§ Text extract
= Airbridge (band) =

British progressive rock band

Airbridge is a British progressive rock band, based in Norwich, East Anglia. Initially active during the 1980s, the band spent a long period dormant but creative during the 1990s. Various attempts were made to revive Airbridge in the late 2000s before the band settled on a new three-piece lineup and finally released new material in 2013.

Various Airbridge members have gone on to play in LaHost, Henry Fool and the live lineup of No-Man.

==Initial career (1980–1983)==
The initial lineup consisted of Lorenzo Bedini (guitar, keyboard, vocals), Edward Percival (guitar, keyboard, vocals), Sean Godfrey (bass, vocals) and David Beckett (drums). The band toured many of the same venues as groups such as Marillion and Pallas, including several supports and headliners at the Marquee. Bedini's songs featured a strong Barclay James Harvest influence, while Percival composed material in a more mainstream progressive vein with some pop influences.

The band's debut album Paradise Moves was released in 1983, following which the band augmented their lineup by adding Stephen J Bennett on keyboards. The band's next release was the "Words & Pictures" single, which was chosen as a Desert Island Discs favourite by the author Malcolm Bradbury.

In late 1983 Bedini and Bennett both left the band and were replaced by Geoff Chamberlain (guitars), The group recorded a second (unreleased) album, Beyond the Veil, before breaking up at the end of 1983.

§ Listing
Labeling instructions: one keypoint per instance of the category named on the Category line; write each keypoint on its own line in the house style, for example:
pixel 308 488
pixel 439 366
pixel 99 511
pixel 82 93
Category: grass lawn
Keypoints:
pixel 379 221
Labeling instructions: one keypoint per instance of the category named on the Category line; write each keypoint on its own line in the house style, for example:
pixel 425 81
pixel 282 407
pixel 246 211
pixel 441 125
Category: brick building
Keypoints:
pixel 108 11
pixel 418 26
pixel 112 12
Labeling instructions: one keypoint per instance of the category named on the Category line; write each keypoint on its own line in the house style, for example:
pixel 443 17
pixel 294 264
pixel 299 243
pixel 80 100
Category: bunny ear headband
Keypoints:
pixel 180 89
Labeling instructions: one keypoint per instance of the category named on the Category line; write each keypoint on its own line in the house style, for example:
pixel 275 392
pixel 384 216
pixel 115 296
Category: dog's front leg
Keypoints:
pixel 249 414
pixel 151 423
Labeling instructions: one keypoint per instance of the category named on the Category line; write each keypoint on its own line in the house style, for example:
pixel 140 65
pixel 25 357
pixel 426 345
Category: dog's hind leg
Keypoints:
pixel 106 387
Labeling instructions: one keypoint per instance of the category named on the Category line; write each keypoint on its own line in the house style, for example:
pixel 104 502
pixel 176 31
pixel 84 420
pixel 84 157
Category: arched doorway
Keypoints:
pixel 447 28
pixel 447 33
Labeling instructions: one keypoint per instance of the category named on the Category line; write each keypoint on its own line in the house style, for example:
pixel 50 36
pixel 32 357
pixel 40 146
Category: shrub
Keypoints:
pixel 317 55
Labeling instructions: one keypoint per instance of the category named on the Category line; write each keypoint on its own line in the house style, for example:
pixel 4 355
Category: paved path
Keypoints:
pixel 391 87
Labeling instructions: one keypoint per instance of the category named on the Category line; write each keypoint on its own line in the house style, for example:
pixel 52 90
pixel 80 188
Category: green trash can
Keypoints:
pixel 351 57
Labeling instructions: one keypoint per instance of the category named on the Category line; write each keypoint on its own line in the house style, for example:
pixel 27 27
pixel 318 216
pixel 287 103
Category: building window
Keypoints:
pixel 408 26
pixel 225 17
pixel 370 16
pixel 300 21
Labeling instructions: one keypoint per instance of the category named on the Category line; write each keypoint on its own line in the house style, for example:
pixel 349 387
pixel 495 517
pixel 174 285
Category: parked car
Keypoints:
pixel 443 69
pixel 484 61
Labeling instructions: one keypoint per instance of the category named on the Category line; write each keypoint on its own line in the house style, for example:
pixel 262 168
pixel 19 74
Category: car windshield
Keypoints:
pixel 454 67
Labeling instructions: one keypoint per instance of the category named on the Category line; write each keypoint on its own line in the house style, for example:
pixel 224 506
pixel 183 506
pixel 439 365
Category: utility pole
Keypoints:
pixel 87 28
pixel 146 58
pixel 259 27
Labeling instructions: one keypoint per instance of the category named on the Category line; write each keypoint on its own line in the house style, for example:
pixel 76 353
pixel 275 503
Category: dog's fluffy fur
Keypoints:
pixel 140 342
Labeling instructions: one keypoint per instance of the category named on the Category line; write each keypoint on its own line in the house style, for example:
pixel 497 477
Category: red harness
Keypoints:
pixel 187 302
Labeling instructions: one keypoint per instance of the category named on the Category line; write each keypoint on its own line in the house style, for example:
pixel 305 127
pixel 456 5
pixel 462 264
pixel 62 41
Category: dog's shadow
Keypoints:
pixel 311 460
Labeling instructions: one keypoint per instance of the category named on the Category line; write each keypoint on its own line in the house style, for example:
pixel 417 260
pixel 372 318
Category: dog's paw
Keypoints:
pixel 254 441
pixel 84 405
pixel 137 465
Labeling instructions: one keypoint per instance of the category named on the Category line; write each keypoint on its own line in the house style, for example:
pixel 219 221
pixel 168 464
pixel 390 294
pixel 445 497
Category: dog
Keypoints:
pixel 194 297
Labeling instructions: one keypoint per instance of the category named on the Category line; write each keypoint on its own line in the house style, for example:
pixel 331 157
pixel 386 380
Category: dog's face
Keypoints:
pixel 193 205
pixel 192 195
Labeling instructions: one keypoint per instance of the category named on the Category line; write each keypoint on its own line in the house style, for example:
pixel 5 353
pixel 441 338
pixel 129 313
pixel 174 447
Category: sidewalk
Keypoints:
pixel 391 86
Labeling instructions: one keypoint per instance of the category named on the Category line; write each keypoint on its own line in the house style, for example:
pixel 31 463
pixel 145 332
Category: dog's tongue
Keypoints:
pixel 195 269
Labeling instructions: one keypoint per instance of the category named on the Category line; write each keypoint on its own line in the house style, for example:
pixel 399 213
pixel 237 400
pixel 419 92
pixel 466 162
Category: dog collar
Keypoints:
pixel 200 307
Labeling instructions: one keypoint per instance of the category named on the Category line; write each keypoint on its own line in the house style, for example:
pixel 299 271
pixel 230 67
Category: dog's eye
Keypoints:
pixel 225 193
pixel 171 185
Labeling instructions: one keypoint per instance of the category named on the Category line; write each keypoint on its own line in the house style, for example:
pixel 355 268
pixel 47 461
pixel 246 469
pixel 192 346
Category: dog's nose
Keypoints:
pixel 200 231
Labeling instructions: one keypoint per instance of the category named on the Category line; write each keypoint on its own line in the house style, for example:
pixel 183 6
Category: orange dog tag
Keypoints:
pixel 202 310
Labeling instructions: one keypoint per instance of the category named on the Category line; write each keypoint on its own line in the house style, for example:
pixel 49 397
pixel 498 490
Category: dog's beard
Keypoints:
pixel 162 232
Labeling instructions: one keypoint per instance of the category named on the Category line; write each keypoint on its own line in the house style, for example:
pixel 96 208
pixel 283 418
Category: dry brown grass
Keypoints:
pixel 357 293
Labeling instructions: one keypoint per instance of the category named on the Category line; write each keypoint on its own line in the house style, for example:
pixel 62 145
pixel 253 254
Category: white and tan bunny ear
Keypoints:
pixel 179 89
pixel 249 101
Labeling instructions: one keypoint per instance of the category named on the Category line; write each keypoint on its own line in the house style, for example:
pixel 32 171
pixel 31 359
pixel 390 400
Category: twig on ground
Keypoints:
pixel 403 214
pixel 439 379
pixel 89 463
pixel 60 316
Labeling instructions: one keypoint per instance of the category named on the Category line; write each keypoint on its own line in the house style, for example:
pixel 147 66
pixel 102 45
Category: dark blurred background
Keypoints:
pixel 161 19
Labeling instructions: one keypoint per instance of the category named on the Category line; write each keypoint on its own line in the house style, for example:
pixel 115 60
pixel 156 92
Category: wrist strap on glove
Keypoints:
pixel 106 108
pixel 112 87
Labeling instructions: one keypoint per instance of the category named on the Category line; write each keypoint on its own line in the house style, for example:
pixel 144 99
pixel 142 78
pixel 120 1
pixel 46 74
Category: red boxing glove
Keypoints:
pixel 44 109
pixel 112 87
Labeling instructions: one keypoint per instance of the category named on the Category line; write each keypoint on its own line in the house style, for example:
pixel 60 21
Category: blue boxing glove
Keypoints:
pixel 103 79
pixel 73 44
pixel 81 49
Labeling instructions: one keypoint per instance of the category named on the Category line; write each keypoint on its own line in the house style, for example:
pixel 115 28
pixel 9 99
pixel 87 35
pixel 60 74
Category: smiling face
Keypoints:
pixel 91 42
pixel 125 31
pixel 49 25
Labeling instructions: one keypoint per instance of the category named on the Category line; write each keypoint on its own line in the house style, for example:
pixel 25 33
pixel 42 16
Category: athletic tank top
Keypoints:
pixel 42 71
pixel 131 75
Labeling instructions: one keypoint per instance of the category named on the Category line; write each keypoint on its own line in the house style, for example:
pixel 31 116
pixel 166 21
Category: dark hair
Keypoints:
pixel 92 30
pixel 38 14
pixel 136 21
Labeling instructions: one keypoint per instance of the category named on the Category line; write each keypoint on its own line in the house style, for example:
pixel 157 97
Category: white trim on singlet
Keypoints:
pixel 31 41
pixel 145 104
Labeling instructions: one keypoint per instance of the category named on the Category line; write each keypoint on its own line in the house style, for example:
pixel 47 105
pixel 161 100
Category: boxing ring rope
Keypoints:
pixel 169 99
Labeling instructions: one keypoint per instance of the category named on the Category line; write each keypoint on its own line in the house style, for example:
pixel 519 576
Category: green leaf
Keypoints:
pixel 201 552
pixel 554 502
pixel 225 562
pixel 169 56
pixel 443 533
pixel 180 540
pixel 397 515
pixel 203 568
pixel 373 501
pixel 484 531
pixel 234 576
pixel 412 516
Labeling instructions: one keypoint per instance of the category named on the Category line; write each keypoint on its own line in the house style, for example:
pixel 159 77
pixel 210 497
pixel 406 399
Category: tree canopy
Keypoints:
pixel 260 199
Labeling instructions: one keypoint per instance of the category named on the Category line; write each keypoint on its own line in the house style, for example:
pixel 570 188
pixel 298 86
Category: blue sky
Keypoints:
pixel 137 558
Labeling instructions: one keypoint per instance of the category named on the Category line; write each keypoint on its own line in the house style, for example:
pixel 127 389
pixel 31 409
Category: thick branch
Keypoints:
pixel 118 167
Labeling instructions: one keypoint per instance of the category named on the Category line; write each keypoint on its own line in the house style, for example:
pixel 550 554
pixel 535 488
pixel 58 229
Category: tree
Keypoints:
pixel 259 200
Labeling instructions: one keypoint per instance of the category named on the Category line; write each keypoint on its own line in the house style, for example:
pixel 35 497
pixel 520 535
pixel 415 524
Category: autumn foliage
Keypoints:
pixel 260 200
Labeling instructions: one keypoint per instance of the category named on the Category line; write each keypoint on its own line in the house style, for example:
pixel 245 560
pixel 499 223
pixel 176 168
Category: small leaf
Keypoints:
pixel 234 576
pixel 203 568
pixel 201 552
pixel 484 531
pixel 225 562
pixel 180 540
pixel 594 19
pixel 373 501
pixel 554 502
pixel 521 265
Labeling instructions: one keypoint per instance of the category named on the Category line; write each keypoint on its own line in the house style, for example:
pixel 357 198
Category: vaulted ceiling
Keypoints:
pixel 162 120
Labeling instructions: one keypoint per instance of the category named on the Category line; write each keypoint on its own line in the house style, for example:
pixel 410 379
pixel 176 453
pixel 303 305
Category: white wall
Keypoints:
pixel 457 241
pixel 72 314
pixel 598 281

§ Exercises to complete
1. List the four members of the initial lineup named in the band article.
2. Reproduce the entries from their start through the line containing "pixel 379 221", instructions included. Shift each answer keypoint coordinate by adding 93 to both numbers, and leave the sample coordinates unchanged.
The band article and the entries are unrelated material.

§ Solutions to each task
1. Lorenzo Bedini, Edward Percival, Sean Godfrey, David Beckett

2.
Labeling instructions: one keypoint per instance of the category named on the Category line; write each keypoint on its own line in the house style, for example:
pixel 308 488
pixel 439 366
pixel 99 511
pixel 82 93
Category: grass lawn
Keypoints:
pixel 472 314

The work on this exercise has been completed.